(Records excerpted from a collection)

========================================================================

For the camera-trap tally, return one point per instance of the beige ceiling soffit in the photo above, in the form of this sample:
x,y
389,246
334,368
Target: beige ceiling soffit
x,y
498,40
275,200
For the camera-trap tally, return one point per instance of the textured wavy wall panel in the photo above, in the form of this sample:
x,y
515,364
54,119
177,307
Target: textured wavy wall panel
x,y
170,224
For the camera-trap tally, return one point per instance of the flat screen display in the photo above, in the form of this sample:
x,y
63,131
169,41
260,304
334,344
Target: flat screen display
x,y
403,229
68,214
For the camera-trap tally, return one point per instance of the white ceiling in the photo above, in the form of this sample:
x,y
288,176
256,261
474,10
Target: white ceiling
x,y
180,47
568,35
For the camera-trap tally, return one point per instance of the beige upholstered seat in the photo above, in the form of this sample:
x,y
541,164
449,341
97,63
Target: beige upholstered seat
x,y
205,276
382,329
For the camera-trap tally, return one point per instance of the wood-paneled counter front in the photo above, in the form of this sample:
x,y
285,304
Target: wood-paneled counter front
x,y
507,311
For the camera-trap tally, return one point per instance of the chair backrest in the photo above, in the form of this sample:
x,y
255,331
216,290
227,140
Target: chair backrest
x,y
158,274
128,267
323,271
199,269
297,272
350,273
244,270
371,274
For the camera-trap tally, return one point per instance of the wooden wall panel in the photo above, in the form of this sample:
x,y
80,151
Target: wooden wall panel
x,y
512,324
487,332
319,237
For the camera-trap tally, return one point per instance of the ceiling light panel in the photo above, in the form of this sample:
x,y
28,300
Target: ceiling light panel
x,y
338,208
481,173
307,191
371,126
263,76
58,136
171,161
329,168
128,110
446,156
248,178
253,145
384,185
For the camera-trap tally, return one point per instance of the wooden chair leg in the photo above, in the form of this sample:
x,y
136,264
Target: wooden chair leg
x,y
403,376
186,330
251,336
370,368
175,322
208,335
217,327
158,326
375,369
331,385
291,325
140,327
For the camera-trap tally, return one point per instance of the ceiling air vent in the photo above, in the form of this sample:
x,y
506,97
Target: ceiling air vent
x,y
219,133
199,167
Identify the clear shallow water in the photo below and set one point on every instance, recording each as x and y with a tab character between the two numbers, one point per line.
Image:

========================================================================

• [Problem statement] Please rewrite the data above, replacing every "photo" with "image" and leaving everything else unchanged.

• [Output]
For the camera-trap tally, return one point per instance of the beige ceiling soffit in the image above, in the form of this sample:
x,y
389,246
334,368
Target: beige ceiling soffit
x,y
498,40
275,200
For the camera-trap tally, return one point per instance of the textured wavy wall panel in the image above, in the form of this sample:
x,y
515,364
54,119
177,307
Target: textured wavy wall panel
x,y
170,224
For the camera-trap tally, return one point per instance of the flat screen display in the image above, in the form of this sample:
x,y
63,131
169,41
260,304
334,344
Target: flat screen display
x,y
403,229
68,214
For the camera-trap tally, return one point per instance of the white ceiling in the image above, in the form of this sample:
x,y
288,176
256,261
474,10
Target: white ceiling
x,y
180,47
568,35
For the camera-trap tally, return one point per instance of the beige upholstered seat in the image above, in the form of this sample:
x,y
541,164
449,341
97,63
Target: beige upholstered seat
x,y
205,276
382,329
For the camera-trap tally, return one point per instance of the wood-paneled counter front in the image above, in the form of this sample:
x,y
285,304
Target: wood-paneled counter front
x,y
507,311
For the camera-trap tally, return one point per instance of the chair backrest in the image above, in the form of this sample:
x,y
255,331
216,290
227,140
Target: chair backrest
x,y
158,274
128,267
323,271
199,269
297,272
350,273
244,270
371,274
For the camera-trap tally, return one point per instance of the wooden wall panel in the image above, in the form of this sample:
x,y
80,151
Target: wooden wall panel
x,y
512,324
487,332
319,237
For the camera-trap tally, return one point per instance of the ceiling light panel in the image above, in the form of this sample:
x,y
28,300
Target: ceiling light panel
x,y
338,208
481,173
307,191
371,126
263,76
58,136
171,161
329,168
128,110
446,156
248,178
253,145
384,185
For the camera-trap tally, return one point per instance of the wooden chair leg in the image above, in the form of this sample:
x,y
136,264
Target: wooden chair leg
x,y
403,376
186,330
251,336
370,368
175,322
208,335
217,327
158,326
375,369
331,385
291,325
140,327
For the camera-trap tally, return one point per instance of the ceiling air vent in the image above, in the form of this sample:
x,y
506,97
Target: ceiling air vent
x,y
219,133
199,167
Identify the clear shallow water in the image below and set one point on every instance, recording each as x and y with a tab character between the two numbers, one point per line.
Image:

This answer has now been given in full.